> **What you should do**
Reproduce the data below line by line, from its first line to the line with "positive clicks: (520, 477)", both included, and nothing past that point.

> **The data**
********************
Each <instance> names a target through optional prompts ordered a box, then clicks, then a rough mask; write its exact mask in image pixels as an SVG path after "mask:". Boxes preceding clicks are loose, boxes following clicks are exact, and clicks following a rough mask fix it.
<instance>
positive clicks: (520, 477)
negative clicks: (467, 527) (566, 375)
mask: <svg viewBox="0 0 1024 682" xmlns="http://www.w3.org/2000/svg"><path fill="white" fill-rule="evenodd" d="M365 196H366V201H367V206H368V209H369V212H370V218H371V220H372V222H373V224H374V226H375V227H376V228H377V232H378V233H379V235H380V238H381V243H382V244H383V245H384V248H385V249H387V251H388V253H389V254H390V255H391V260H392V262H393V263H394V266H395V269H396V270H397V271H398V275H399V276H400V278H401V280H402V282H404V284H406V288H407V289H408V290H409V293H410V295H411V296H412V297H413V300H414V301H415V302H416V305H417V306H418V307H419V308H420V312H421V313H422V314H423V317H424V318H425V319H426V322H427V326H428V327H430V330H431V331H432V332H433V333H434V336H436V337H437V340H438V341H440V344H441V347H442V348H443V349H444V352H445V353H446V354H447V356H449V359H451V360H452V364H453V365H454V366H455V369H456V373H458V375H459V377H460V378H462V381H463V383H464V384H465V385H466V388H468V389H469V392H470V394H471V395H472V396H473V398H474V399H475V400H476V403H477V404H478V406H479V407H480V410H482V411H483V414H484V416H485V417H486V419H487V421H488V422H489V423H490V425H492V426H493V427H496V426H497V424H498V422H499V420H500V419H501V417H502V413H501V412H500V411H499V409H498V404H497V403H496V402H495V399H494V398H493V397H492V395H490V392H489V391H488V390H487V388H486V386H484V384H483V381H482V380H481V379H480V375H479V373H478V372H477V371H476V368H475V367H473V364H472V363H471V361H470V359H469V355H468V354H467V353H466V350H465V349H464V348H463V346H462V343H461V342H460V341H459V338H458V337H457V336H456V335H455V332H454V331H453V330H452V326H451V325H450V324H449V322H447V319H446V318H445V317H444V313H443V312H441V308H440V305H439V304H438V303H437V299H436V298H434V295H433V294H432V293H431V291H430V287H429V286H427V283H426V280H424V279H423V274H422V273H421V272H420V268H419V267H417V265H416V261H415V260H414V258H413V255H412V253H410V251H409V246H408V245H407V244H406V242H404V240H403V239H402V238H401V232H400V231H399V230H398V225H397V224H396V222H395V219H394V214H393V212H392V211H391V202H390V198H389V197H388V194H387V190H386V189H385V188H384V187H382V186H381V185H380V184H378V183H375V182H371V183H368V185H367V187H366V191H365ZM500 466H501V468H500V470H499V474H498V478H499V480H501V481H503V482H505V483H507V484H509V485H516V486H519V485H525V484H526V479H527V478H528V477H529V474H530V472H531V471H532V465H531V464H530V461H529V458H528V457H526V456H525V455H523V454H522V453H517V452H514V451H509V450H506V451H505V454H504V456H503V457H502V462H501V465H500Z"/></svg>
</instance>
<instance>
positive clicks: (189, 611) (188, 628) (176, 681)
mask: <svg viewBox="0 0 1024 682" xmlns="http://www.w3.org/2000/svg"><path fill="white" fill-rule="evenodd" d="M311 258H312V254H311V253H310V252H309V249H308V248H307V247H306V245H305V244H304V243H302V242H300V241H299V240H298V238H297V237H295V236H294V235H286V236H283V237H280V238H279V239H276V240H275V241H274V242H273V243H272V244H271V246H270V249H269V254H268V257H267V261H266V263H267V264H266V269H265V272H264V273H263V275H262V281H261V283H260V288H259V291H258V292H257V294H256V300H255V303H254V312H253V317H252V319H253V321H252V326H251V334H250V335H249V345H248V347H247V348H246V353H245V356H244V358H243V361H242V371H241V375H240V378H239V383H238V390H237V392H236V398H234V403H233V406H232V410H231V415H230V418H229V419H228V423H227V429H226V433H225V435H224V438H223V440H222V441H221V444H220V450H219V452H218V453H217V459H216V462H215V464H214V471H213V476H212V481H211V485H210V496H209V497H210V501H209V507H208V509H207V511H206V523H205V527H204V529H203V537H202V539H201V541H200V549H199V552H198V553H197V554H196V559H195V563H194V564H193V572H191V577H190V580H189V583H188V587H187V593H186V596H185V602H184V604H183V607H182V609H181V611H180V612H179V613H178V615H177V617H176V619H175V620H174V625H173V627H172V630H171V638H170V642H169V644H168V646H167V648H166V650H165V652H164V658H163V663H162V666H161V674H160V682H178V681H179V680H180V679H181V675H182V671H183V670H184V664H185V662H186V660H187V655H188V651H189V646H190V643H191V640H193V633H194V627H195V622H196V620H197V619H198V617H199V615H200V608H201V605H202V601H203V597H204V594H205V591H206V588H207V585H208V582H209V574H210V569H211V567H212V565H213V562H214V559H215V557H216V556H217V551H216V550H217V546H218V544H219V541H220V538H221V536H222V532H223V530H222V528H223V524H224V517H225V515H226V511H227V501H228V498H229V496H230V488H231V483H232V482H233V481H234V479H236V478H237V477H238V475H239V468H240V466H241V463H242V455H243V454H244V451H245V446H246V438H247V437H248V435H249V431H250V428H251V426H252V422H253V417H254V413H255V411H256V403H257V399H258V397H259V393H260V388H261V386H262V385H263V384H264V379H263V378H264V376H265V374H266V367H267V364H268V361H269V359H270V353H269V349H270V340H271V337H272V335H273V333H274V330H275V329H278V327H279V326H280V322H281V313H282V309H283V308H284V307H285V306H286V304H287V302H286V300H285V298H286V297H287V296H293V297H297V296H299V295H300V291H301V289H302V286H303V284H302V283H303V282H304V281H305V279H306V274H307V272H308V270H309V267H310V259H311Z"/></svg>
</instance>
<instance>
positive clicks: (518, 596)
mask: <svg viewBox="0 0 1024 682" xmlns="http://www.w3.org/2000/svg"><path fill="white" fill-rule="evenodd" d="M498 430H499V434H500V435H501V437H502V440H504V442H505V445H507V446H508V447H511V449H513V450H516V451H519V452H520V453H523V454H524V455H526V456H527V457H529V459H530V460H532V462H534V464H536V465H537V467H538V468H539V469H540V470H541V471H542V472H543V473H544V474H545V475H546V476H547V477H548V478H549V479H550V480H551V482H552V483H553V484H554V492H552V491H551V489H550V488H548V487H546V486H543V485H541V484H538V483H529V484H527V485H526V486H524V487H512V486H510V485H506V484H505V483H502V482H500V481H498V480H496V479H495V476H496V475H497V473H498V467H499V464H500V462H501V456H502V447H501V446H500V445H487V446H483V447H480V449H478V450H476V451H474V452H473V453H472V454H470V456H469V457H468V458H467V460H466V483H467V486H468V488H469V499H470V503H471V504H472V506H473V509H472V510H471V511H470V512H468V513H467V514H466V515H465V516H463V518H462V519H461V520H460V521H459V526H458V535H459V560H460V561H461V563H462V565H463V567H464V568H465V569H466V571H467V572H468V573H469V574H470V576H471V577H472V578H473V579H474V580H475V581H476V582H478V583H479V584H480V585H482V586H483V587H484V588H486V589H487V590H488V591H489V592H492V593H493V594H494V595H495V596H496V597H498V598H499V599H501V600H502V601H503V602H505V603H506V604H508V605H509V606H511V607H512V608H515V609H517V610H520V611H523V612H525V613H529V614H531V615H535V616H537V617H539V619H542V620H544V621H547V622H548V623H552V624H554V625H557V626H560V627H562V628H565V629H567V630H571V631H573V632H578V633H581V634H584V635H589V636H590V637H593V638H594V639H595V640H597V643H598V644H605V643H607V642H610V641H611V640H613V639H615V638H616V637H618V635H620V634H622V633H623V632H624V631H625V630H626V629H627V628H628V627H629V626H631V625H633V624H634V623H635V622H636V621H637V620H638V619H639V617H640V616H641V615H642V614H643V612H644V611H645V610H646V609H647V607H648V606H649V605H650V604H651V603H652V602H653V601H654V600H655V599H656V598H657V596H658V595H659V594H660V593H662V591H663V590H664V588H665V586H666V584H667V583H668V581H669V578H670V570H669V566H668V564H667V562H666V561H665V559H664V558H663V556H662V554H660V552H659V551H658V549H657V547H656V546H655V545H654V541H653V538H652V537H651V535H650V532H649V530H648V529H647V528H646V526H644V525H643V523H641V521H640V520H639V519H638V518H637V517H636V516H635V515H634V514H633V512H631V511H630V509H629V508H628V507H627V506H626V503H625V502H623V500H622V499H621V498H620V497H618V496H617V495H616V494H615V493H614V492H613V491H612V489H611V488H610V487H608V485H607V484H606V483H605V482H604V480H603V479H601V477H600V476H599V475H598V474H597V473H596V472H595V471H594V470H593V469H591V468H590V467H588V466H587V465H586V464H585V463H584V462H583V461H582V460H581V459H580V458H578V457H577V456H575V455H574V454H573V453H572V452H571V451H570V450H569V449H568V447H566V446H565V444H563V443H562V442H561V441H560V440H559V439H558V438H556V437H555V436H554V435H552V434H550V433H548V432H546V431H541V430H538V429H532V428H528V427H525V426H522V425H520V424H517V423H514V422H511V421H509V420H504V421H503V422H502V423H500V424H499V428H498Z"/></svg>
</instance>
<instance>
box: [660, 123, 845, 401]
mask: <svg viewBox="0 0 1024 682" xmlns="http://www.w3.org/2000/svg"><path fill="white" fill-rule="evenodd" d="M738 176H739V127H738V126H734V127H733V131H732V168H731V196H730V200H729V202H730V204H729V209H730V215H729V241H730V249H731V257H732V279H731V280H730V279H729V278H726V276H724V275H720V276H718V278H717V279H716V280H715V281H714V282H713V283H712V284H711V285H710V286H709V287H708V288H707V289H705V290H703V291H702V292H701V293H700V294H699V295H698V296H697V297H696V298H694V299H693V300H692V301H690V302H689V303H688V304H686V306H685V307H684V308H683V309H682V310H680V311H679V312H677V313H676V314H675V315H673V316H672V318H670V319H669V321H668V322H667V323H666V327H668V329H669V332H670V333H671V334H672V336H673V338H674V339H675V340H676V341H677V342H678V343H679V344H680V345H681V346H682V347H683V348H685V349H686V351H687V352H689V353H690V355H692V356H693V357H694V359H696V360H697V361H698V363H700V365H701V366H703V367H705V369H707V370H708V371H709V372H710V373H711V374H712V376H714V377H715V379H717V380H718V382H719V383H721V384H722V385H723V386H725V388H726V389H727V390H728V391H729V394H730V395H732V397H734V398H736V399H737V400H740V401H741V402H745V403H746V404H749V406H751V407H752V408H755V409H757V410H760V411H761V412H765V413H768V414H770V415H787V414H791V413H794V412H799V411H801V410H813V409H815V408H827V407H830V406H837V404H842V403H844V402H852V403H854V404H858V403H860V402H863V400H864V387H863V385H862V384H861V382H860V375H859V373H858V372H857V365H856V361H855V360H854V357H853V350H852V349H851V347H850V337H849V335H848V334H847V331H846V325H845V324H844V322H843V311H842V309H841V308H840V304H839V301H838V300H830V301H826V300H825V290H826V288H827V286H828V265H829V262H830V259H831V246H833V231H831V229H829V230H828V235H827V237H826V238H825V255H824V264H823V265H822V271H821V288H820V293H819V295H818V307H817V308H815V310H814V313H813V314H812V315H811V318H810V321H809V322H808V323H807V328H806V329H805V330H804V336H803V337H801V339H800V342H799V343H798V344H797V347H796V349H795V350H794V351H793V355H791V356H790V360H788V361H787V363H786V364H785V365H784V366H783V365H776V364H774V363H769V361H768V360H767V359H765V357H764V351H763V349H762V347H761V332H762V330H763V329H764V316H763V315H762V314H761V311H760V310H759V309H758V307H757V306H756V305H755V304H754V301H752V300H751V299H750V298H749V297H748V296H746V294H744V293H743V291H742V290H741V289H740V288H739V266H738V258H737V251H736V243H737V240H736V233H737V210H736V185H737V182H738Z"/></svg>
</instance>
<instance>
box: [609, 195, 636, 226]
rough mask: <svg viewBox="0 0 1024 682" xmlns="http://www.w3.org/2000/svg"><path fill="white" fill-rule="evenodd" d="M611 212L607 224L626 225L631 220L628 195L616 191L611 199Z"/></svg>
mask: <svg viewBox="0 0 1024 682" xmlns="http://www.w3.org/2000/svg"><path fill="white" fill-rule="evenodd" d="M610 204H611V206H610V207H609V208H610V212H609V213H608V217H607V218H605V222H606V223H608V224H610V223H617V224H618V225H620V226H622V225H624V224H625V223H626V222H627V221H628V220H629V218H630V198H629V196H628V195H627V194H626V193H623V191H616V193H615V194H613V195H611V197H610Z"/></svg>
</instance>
********************
> **Reply to the exercise**
Each <instance> names a target through optional prompts ordered a box, then clicks, then a rough mask; write its exact mask in image pixels as an SVG path after "mask:". Boxes preceding clicks are loose, boxes following clicks are exact, and clicks following a rough mask fix it.
<instance>
positive clicks: (520, 477)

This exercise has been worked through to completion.